**What is asked**
Copy each of the following lines word for word, changing nothing.
** start Data to process **
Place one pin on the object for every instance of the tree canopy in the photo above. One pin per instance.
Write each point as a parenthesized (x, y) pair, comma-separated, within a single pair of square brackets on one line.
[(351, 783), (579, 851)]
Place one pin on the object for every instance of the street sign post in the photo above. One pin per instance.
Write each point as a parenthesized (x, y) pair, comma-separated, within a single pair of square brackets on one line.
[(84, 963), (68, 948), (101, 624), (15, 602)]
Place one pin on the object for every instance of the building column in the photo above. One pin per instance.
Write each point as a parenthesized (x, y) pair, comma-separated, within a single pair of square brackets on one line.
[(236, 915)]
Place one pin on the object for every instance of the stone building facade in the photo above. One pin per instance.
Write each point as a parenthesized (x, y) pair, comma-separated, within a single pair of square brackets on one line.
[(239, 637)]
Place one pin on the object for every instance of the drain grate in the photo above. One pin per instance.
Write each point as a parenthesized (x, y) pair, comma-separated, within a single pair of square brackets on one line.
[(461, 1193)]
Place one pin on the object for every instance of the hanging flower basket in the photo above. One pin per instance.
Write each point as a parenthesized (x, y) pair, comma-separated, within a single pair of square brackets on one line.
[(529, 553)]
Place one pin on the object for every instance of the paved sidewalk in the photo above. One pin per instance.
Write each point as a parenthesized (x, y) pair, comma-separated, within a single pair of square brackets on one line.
** end Data to process **
**Final result**
Place one pin on the object for every instance of the tree canopy in the photo above. One pin per instance.
Write each point as a parenthesized (x, y) pair, comma-separated, within a single pair of square brackets on one line.
[(351, 783), (579, 851)]
Place one pin on the object for every instance of the street sign post in the photo above. One pin per instance.
Write each point as a parenthesized (x, y) pair, comma-separated, within a single pair of square brackets on one line.
[(84, 963), (68, 948), (101, 624), (15, 602)]
Place one pin on the object for every instance of the building column in the photo above. One pin per instance.
Write each point as a parenthesized (x, y) pair, comma-separated, within a single pair of square brackets on one line.
[(236, 915)]
Place one pin on the object for every instance of the stone building facade in the photo above. One pin per instance.
Write each point as a parenthesized (x, y) pair, comma-separated, within a single pair of square brackets on one line.
[(239, 637)]
Place one pin on the object for every instance of the drain grate in the photo above. One pin per instance.
Write each point as a parenthesized (x, y) pair, comma-separated, within a single pair of square brackets on one line.
[(461, 1193)]
Place one pin on the object for every instance of the hanging flower basket in the photo above. One pin per instance.
Write each point as a parenthesized (x, y) pair, comma-separated, within a single pair of square brackets on one line.
[(529, 553)]
Place one pin on the object for every instance of the paved sidewalk in the photo above. One pin per instance.
Write each point as a parenthesized (x, y) pair, comma-separated, within a single pair of square brackets on one line.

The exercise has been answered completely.